> [INPUT]:
┄┄┄┄┄┄

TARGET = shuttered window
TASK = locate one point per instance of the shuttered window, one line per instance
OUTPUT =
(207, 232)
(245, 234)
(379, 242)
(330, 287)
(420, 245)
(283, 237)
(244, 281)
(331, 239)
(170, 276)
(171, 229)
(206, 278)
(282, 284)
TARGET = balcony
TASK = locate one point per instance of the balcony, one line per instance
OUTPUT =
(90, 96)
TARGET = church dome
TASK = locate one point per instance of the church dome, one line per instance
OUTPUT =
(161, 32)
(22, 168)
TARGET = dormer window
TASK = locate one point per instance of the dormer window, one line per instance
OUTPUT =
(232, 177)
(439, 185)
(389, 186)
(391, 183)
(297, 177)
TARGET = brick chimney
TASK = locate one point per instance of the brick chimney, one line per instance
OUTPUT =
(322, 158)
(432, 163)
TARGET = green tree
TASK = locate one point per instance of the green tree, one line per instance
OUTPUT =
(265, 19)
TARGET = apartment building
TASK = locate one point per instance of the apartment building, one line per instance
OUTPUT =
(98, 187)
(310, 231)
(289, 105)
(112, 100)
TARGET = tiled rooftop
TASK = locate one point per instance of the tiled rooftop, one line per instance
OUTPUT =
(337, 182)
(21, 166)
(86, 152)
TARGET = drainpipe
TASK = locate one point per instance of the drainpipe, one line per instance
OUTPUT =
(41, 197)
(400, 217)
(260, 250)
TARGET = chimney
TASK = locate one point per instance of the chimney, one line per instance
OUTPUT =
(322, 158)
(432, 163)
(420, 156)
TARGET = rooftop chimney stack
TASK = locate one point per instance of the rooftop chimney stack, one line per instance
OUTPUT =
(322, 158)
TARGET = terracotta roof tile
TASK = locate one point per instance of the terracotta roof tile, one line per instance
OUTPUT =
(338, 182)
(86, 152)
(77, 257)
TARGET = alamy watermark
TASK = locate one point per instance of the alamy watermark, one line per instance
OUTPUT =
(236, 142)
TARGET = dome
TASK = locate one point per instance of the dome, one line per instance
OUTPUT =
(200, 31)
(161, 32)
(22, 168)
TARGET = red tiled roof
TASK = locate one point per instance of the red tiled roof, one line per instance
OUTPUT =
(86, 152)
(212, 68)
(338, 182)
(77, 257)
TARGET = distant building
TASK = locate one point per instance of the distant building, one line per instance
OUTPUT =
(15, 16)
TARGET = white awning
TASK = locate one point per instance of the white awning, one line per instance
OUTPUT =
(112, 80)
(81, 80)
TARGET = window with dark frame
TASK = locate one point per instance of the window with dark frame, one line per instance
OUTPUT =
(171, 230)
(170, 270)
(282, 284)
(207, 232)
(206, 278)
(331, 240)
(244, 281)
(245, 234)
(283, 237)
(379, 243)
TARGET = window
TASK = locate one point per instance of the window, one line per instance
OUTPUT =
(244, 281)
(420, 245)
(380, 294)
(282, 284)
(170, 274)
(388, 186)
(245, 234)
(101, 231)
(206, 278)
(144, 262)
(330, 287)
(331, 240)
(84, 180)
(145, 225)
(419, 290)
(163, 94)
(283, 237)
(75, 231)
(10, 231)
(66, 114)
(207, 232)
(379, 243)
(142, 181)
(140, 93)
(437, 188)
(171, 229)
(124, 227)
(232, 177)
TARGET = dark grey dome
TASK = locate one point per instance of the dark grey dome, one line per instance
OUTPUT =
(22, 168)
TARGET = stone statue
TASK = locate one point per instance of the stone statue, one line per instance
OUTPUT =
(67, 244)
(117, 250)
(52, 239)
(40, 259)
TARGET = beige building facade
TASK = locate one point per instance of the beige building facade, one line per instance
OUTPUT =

┄┄┄┄┄┄

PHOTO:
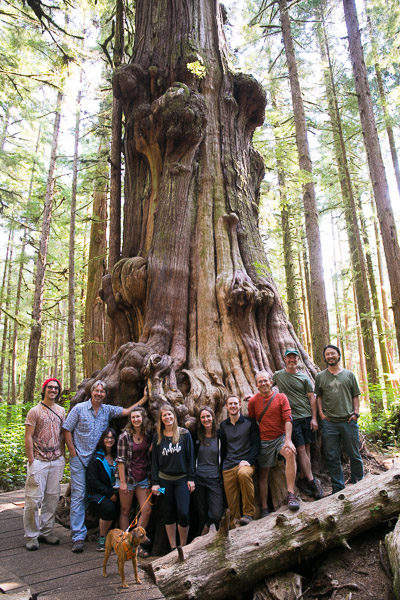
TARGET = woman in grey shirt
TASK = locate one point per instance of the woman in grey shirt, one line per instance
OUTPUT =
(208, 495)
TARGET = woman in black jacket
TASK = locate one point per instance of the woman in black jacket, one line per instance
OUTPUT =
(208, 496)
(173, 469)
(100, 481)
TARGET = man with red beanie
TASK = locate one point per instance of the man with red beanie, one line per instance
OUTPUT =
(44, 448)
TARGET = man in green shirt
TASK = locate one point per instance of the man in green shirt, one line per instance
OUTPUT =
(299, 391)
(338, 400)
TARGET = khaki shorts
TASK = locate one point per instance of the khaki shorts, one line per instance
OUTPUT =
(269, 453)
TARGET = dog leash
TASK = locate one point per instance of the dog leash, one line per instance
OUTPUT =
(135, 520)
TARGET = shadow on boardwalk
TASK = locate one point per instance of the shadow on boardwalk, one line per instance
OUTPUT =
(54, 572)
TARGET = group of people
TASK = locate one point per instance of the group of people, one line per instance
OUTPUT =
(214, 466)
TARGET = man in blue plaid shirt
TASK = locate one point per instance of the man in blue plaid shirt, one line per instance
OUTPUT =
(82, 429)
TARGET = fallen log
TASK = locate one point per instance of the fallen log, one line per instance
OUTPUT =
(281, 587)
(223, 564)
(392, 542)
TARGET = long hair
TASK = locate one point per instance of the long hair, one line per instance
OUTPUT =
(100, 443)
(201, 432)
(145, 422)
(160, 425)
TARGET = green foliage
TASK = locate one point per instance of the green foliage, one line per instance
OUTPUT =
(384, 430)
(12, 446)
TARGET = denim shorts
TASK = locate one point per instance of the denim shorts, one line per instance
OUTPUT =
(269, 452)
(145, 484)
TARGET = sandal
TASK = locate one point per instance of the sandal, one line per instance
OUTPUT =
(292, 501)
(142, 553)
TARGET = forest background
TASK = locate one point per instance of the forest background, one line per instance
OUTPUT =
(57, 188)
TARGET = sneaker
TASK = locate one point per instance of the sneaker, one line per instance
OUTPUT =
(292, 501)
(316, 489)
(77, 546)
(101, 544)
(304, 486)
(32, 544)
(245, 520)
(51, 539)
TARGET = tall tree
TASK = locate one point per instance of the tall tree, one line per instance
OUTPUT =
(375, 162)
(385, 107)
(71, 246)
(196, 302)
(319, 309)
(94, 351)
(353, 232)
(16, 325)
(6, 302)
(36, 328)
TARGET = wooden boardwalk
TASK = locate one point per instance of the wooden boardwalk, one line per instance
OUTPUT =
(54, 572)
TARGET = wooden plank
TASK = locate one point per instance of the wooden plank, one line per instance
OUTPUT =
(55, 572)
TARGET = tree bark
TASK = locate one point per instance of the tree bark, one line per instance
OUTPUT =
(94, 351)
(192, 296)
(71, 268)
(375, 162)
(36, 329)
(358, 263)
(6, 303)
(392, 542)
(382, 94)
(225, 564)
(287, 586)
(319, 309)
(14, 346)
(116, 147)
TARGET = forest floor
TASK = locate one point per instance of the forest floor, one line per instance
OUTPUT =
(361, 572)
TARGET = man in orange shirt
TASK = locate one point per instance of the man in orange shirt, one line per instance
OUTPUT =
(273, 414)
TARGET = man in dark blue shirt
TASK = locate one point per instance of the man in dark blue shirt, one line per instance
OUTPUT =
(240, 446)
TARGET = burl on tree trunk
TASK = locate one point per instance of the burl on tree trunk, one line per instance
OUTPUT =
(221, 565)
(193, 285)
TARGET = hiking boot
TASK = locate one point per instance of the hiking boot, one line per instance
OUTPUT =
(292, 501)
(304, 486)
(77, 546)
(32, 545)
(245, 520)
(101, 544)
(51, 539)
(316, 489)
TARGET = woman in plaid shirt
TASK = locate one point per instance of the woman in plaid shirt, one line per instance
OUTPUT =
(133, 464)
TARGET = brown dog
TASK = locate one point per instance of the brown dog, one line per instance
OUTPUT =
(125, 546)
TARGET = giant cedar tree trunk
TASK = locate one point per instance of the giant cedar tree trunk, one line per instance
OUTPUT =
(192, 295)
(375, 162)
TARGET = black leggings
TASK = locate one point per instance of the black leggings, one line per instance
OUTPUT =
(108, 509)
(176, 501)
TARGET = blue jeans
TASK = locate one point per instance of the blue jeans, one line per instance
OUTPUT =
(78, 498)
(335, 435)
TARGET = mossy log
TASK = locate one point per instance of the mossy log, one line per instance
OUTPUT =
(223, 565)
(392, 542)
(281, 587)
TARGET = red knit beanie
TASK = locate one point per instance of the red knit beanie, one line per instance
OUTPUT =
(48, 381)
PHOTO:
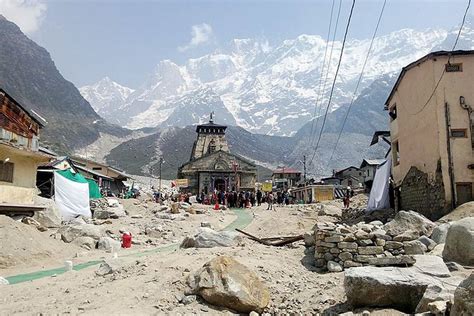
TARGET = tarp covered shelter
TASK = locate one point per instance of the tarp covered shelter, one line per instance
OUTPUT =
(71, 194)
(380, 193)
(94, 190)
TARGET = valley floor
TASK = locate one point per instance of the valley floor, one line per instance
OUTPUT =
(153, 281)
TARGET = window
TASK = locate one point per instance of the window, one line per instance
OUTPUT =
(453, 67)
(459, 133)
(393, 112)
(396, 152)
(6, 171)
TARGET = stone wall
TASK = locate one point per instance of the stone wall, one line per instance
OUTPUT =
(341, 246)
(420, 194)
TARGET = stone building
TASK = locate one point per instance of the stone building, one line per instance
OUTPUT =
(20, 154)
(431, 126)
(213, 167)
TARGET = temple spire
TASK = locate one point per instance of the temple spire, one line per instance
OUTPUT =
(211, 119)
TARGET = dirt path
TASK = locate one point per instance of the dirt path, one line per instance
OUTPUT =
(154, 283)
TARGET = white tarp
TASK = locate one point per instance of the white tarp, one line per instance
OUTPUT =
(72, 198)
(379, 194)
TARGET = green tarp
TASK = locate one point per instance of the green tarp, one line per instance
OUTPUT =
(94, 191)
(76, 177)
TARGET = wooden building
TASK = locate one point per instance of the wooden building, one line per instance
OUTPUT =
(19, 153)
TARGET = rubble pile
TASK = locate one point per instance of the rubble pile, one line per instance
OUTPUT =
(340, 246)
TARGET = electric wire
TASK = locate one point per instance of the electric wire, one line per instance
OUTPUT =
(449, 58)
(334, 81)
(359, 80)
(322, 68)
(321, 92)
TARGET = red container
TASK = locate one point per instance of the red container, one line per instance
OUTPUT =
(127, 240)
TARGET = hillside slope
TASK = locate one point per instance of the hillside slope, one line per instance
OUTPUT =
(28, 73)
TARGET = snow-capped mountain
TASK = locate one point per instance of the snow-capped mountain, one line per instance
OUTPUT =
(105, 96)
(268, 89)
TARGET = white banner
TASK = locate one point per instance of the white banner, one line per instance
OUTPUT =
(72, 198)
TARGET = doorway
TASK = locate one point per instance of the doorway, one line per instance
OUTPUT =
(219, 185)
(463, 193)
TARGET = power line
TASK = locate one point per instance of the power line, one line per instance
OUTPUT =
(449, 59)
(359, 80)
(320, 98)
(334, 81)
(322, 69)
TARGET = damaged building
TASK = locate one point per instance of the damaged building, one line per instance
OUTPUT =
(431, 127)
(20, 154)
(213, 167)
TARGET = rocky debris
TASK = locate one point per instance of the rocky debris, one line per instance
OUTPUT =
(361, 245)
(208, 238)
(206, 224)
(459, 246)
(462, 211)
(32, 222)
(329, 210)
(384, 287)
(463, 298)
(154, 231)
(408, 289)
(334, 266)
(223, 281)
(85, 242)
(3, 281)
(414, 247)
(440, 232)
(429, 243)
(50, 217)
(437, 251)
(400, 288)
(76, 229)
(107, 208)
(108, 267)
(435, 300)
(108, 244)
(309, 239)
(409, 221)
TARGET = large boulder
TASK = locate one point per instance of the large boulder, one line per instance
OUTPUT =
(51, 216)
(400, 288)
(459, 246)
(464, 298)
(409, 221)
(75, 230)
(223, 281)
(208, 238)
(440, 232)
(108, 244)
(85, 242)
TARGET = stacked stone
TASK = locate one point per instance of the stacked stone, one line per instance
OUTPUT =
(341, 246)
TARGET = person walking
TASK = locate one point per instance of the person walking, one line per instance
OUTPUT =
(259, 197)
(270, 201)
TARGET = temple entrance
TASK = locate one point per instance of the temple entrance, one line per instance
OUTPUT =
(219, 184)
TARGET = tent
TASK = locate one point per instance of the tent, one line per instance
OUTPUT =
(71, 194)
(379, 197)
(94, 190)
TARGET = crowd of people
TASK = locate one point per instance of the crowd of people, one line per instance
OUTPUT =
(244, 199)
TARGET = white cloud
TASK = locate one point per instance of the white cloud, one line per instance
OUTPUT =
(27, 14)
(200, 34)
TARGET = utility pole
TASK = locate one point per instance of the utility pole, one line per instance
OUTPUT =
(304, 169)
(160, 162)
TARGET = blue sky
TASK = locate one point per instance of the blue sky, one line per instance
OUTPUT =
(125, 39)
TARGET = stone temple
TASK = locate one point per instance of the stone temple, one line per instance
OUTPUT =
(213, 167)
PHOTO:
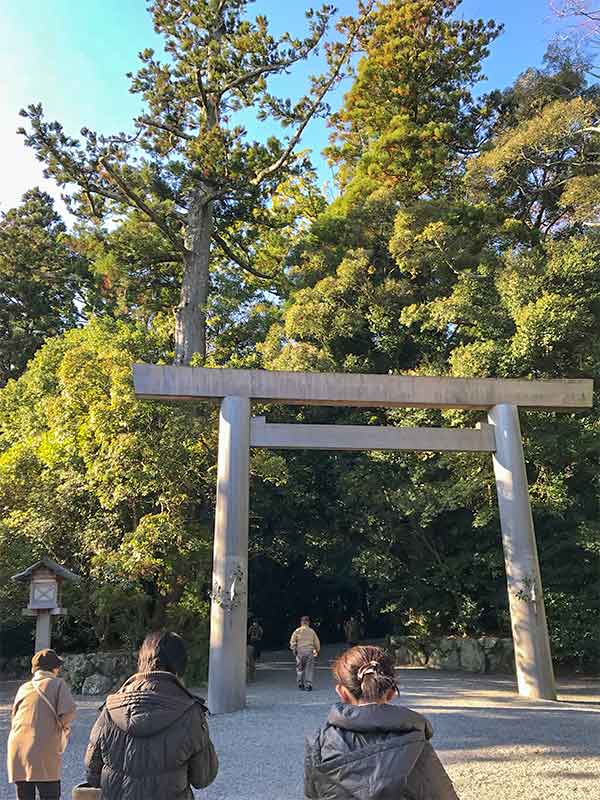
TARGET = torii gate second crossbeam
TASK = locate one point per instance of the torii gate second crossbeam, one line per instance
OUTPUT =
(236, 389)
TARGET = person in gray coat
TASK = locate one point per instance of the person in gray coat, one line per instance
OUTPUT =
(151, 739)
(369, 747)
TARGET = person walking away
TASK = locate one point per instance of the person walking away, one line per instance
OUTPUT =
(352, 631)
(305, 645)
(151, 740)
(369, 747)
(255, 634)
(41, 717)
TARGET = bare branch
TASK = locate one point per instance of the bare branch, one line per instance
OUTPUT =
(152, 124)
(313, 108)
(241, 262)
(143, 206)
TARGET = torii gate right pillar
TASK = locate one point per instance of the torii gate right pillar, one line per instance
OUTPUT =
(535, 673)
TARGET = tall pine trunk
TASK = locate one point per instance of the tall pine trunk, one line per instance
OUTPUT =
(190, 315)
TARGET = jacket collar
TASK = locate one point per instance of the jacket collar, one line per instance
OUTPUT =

┄┄┄┄┄┄

> [WHAT IS BEING ASKED]:
Pull every line from the material above that contains the word "boulder", and copy each one in full.

> [ANSWER BELOW]:
TARGET = large boulder
TASK = locate one point per instance of the large boulder, one line per instance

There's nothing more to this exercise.